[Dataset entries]
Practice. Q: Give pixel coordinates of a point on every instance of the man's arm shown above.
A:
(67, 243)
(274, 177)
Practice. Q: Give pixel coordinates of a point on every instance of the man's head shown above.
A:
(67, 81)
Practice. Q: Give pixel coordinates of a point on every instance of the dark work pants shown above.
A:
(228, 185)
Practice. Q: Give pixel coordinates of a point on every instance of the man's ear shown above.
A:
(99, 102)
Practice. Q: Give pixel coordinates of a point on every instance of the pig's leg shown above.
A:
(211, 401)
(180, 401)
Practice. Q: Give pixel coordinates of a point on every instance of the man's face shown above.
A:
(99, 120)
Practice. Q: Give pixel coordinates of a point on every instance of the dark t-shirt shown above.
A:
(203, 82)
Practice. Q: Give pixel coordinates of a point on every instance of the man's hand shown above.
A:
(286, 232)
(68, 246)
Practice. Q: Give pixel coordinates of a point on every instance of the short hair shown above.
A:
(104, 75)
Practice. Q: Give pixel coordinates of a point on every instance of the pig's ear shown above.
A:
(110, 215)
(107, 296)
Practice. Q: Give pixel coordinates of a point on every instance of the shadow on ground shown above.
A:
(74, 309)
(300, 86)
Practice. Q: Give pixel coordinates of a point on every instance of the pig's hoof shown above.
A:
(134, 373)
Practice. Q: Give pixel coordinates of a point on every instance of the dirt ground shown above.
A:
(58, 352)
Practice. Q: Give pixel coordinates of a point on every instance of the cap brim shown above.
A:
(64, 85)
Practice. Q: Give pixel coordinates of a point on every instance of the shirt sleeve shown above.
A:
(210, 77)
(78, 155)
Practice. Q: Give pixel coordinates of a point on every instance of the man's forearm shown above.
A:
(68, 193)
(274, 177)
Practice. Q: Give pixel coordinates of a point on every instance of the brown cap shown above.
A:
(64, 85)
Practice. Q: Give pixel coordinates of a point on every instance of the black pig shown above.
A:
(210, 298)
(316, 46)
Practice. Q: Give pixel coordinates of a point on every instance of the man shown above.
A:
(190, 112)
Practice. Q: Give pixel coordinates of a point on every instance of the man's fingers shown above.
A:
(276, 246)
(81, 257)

*Activity*
Filter the lines above so that only those with the string "shirt" remain, then copy them.

*Output of the task*
Practice. Q: Give pixel coordinates of a point on every instance of the dark t-shirt shown above.
Practice. Q: Give pixel coordinates of a point on every instance of the shirt sleeve shown above.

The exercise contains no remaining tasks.